# EXERCISE AIM:
Collect every line of the material below that contains the string "benchmark". Case counts.

# RECORD EXCERPTS:
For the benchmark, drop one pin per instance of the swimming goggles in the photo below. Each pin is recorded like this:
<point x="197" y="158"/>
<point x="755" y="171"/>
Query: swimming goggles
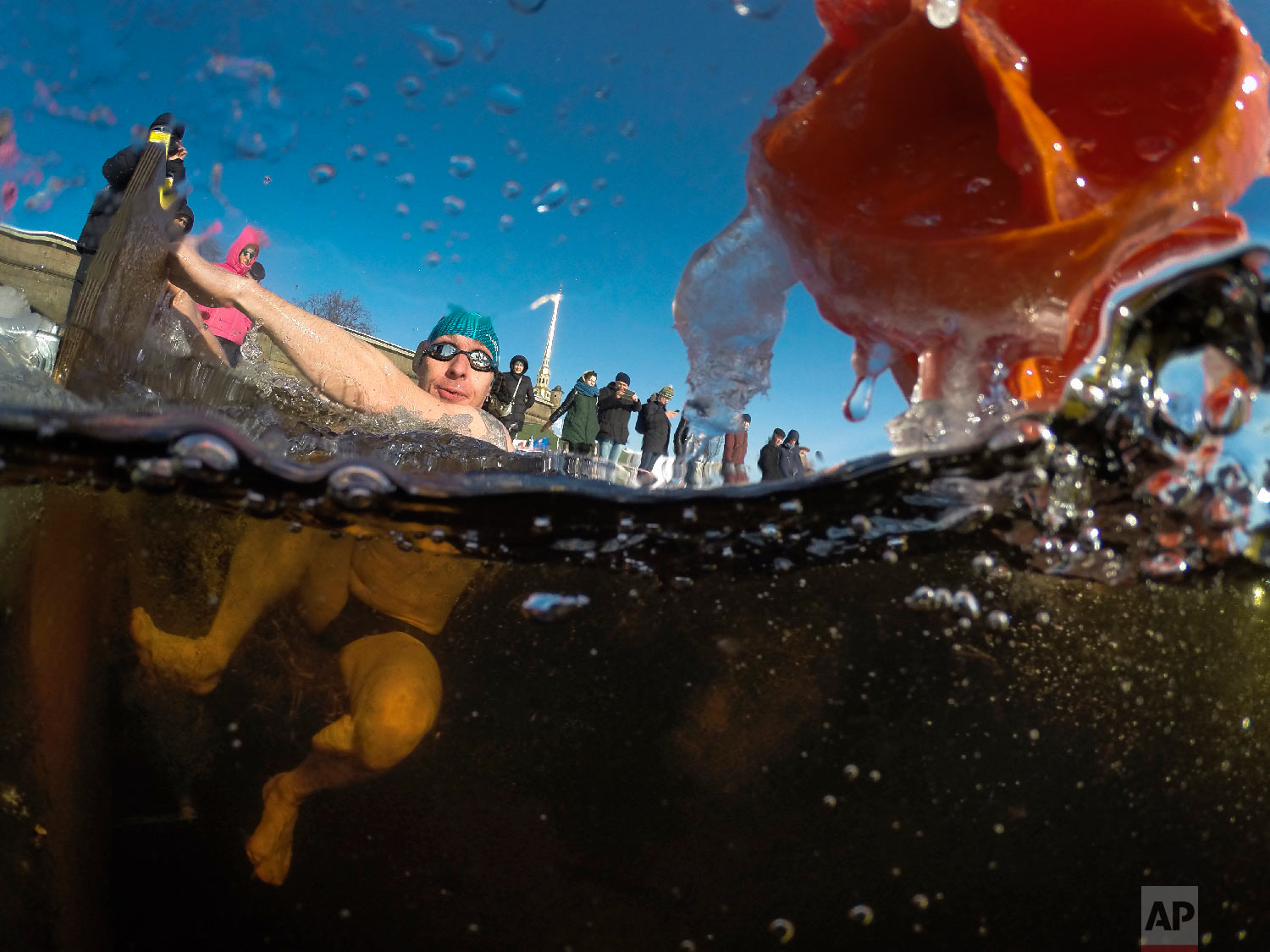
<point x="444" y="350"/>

...

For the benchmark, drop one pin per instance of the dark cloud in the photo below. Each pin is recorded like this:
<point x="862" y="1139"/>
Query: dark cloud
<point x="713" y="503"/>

# RIGHT ANSWER:
For the benchmark, drop one pin per instance of the swimming goggles in the photo below. Each pin is recorded like this:
For the benchmark, drop one pin per instance of the dark cloud in the photo below. Each pin is recorded like this:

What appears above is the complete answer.